Поэтому при лечении таких больных врачи стараются воздействовать в первую очередь на зрительную систему. Если только удается восстановить рисование предмета, то, как правило, восстанавливается и слово, казавшееся навсегда забытым.
Но – и это чрезвычайно важно для дальнейшего! – при поражении височных областей сохраняются пространственные характеристики образов, а также расположение событий во времени (что можно представить как пространственное – по оси времени). Вспомните рассказ раненого: каждый способен в его бессвязной речи восстановить существительные, им невольно опущенные, и понять последовательность событий, восстановить ситуации.
Ситуациями же оперирует левая заднетеменная кора, она отражает расположение предметов в той модели внешнего мира, которую каждый человек носит в себе, где помещается все – – от атома до Вселенной.

◆ **Исходные данные**:

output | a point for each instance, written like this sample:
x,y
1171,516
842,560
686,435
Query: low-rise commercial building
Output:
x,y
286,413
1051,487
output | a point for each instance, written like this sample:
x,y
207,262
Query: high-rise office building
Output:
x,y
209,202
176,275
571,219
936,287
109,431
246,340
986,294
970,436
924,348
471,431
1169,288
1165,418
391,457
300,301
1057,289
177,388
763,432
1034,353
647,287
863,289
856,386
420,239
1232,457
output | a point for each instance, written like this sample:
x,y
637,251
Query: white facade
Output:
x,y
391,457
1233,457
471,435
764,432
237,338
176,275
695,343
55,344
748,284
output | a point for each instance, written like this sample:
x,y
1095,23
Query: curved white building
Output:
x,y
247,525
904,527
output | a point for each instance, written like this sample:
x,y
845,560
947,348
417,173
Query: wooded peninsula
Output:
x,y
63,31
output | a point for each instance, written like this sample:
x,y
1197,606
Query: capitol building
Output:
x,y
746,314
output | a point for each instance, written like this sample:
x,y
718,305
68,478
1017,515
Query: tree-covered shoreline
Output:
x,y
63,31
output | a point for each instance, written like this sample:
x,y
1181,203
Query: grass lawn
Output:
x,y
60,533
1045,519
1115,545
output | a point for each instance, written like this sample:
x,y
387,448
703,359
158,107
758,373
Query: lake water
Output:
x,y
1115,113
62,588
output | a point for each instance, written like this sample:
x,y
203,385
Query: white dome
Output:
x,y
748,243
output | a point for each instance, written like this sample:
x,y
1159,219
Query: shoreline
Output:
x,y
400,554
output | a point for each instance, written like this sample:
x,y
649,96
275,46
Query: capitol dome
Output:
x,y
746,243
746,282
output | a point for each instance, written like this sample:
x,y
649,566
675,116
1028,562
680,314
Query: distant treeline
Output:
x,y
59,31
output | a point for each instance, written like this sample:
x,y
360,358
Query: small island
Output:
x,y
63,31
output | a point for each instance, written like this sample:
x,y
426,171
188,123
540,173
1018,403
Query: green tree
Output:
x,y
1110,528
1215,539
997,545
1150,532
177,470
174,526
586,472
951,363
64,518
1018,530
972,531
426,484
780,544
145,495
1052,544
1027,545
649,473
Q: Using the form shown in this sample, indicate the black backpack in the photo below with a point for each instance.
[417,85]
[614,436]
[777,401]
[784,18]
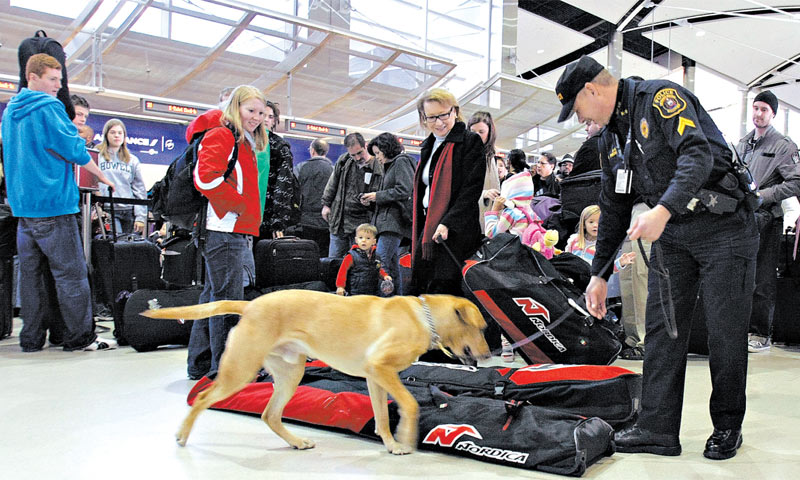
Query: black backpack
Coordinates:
[174,198]
[41,43]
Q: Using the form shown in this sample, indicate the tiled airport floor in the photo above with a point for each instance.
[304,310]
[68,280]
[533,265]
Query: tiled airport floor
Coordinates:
[113,414]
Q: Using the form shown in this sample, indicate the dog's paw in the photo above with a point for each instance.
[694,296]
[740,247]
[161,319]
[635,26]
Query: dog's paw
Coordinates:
[400,449]
[303,444]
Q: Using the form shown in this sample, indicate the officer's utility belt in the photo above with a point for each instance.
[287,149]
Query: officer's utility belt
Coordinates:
[713,202]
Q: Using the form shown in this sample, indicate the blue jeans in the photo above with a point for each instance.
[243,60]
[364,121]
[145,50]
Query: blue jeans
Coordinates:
[52,245]
[340,244]
[715,254]
[388,251]
[224,255]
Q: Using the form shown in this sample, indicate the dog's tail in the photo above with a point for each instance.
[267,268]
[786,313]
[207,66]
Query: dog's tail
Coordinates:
[197,312]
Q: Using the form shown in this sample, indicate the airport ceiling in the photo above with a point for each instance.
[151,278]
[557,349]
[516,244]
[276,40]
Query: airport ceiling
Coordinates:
[335,76]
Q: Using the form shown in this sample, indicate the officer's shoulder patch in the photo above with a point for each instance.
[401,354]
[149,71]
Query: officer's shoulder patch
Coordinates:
[684,122]
[668,102]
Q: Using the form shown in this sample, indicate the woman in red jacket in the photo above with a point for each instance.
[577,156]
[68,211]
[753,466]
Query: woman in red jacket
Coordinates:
[233,214]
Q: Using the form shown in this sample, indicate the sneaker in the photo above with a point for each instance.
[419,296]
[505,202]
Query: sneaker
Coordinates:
[632,353]
[757,343]
[103,314]
[101,344]
[507,353]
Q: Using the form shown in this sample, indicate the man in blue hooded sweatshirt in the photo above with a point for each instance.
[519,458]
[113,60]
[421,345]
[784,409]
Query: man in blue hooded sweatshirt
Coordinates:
[40,145]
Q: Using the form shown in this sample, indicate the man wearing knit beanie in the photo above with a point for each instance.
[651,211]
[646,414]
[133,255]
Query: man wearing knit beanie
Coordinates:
[773,161]
[770,99]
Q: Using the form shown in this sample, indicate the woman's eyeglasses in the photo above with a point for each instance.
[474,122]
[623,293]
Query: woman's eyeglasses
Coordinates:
[441,116]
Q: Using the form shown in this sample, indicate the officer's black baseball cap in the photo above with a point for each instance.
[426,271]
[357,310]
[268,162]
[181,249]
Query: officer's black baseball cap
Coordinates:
[572,81]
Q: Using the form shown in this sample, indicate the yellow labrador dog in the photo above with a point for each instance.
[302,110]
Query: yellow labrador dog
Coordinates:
[362,335]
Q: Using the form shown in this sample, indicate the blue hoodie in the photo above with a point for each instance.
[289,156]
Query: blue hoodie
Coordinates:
[36,132]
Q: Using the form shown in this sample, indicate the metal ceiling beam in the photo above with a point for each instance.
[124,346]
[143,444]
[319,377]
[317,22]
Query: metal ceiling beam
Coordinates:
[770,73]
[295,60]
[364,81]
[212,54]
[87,42]
[80,21]
[111,41]
[566,133]
[313,25]
[711,16]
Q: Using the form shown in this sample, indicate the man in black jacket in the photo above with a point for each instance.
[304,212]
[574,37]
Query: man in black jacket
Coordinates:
[664,147]
[313,175]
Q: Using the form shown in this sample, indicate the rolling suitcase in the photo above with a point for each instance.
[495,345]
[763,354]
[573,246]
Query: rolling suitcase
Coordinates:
[536,307]
[286,260]
[146,334]
[180,266]
[121,265]
[786,319]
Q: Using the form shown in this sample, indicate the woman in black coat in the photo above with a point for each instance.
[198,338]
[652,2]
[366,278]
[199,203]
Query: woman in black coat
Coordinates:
[392,202]
[447,184]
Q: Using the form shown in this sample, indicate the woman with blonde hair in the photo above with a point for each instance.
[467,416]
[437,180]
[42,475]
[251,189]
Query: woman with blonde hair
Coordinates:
[582,244]
[123,168]
[447,185]
[233,213]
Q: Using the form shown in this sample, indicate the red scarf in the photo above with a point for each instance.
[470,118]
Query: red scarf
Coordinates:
[438,201]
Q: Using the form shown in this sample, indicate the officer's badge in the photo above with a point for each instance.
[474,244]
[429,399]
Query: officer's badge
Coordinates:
[668,102]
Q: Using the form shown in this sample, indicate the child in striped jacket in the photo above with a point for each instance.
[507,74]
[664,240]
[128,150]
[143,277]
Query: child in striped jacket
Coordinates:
[511,211]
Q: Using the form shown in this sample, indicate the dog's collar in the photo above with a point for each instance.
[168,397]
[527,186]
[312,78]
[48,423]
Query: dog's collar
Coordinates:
[436,340]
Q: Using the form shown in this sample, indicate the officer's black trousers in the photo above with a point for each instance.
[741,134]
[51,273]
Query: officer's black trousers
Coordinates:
[717,253]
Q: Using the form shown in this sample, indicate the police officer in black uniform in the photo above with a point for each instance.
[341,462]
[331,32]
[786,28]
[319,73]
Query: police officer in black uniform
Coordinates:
[661,144]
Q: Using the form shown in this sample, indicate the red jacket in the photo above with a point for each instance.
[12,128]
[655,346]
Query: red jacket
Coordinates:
[239,191]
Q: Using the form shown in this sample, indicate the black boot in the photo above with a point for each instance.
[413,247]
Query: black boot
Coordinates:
[722,444]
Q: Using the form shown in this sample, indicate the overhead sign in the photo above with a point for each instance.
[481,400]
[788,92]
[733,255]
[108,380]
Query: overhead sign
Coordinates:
[8,86]
[172,108]
[306,127]
[411,142]
[152,142]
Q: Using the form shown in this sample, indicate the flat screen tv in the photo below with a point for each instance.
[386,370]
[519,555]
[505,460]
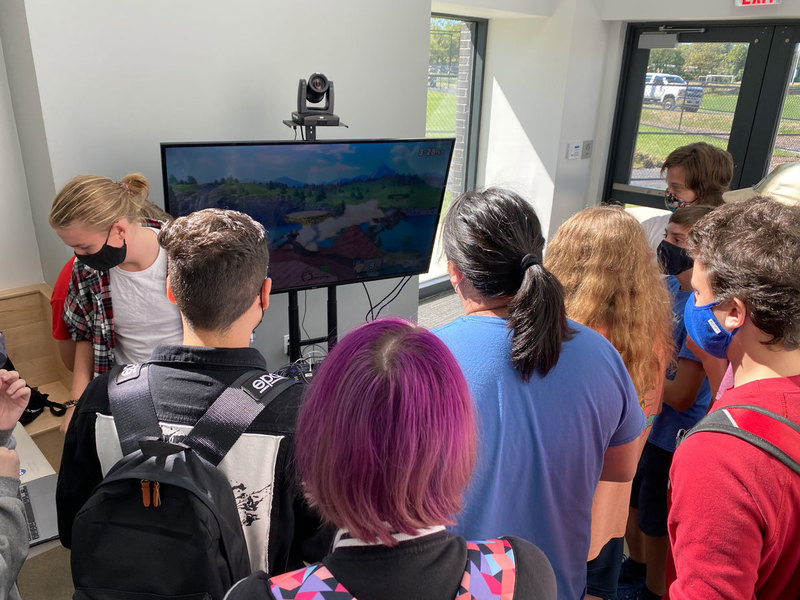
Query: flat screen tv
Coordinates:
[336,212]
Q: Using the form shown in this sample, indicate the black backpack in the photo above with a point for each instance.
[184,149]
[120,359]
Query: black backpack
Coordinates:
[163,523]
[771,432]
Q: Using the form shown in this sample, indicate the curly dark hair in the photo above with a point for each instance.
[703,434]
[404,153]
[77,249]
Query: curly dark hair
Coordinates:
[751,251]
[217,262]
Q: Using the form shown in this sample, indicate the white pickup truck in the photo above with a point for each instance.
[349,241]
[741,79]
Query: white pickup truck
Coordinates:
[672,91]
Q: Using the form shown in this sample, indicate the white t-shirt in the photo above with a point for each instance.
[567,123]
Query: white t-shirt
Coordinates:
[143,316]
[654,221]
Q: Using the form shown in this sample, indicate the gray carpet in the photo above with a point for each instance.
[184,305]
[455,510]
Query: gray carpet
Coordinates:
[46,576]
[439,309]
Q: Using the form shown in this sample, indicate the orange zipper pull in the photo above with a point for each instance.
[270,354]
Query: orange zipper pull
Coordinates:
[145,492]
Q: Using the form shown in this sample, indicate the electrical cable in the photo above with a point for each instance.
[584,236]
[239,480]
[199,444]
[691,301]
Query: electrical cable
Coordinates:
[371,307]
[305,308]
[386,301]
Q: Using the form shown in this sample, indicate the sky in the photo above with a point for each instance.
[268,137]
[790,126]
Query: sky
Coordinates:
[305,162]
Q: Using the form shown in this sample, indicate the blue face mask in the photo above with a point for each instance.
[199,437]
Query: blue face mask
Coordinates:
[703,327]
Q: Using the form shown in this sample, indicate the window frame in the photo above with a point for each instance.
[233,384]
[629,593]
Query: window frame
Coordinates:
[480,28]
[757,116]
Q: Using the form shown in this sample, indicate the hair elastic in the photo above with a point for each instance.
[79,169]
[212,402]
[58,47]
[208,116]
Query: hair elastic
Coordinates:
[528,261]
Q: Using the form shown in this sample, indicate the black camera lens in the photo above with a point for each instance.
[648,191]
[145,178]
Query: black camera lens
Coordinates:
[318,84]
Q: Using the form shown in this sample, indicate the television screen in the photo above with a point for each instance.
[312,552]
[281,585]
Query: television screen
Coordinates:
[336,212]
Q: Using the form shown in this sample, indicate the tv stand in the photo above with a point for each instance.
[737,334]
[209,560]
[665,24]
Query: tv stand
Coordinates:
[295,339]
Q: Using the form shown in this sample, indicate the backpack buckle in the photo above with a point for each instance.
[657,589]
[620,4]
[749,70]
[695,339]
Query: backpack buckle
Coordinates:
[153,446]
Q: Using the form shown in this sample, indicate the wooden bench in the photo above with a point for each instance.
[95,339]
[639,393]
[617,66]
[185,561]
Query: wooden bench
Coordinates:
[25,319]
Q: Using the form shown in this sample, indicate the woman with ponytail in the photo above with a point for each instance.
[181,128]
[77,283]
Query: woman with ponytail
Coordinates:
[557,409]
[116,307]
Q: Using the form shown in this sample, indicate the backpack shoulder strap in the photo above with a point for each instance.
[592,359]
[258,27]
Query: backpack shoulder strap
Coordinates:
[312,581]
[771,432]
[490,572]
[231,414]
[132,406]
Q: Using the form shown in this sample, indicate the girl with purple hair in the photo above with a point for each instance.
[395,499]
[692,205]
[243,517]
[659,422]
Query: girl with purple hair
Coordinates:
[388,444]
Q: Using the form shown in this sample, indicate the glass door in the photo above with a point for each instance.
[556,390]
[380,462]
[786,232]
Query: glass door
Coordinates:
[704,86]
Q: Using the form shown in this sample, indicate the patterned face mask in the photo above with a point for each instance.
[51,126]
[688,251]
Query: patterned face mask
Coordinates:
[673,203]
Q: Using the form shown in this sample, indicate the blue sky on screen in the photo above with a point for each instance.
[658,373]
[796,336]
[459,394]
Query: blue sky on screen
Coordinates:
[306,163]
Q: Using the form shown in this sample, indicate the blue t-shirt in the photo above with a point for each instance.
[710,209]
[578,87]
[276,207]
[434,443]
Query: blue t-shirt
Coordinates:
[542,442]
[669,421]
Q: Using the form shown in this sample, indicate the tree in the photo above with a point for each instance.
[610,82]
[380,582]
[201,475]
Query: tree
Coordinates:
[445,42]
[704,58]
[735,59]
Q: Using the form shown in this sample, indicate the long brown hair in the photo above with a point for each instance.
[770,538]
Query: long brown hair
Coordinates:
[613,285]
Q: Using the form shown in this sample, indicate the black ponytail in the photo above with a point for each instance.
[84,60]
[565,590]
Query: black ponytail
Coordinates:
[495,239]
[538,322]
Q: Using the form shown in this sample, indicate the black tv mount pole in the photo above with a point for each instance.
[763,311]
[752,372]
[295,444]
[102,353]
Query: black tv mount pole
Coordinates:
[317,89]
[296,342]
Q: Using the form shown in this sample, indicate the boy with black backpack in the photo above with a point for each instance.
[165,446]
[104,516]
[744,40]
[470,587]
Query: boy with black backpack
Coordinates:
[734,520]
[182,414]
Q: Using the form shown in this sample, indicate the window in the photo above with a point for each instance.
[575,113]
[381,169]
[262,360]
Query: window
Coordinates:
[733,86]
[455,77]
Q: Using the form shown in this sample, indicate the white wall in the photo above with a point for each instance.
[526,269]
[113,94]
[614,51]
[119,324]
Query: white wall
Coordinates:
[116,78]
[687,10]
[546,96]
[20,254]
[96,85]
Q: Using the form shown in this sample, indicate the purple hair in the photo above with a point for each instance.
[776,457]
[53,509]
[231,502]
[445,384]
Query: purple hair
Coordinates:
[386,436]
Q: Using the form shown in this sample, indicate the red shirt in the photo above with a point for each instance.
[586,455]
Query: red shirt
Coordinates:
[60,331]
[734,520]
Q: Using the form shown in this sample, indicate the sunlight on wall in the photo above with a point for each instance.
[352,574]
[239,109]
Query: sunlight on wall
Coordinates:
[512,161]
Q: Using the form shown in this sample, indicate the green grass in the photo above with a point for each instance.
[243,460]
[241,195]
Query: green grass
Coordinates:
[727,102]
[441,115]
[656,143]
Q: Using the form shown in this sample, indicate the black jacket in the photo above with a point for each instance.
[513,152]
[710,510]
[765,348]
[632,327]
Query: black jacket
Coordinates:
[281,530]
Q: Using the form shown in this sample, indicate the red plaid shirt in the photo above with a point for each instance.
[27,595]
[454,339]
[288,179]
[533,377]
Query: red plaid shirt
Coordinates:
[88,312]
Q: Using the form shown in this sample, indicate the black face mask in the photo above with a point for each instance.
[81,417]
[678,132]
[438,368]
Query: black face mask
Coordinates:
[673,259]
[105,258]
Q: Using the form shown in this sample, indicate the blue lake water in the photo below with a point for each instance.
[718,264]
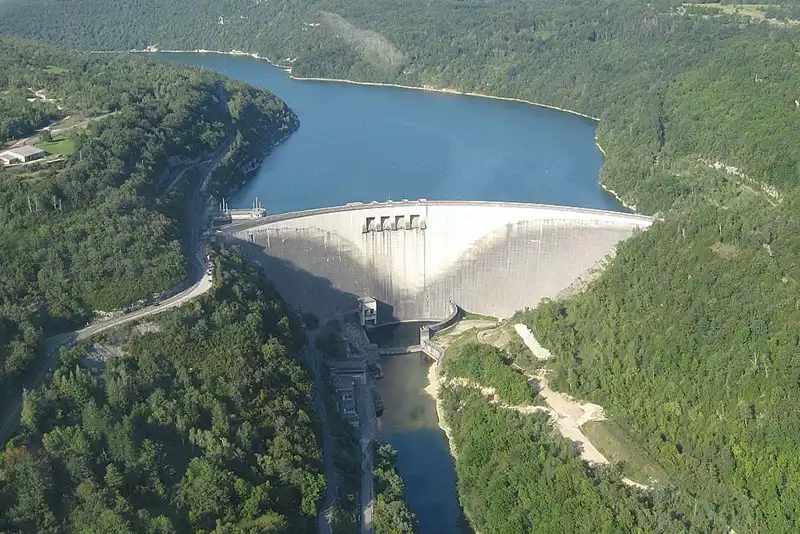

◆ **Цель задания**: Замените в отрывке «врачи» на «специалисты» и приведите всё, начиная со слов «Поэтому при лечении» и вплоть до слов «атома до Вселенной.».

◆ **Ответ на задание**:
Поэтому при лечении таких больных специалисты стараются воздействовать в первую очередь на зрительную систему. Если только удается восстановить рисование предмета, то, как правило, восстанавливается и слово, казавшееся навсегда забытым.
Но – и это чрезвычайно важно для дальнейшего! – при поражении височных областей сохраняются пространственные характеристики образов, а также расположение событий во времени (что можно представить как пространственное – по оси времени). Вспомните рассказ раненого: каждый способен в его бессвязной речи восстановить существительные, им невольно опущенные, и понять последовательность событий, восстановить ситуации.
Ситуациями же оперирует левая заднетеменная кора, она отражает расположение предметов в той модели внешнего мира, которую каждый человек носит в себе, где помещается все – – от атома до Вселенной.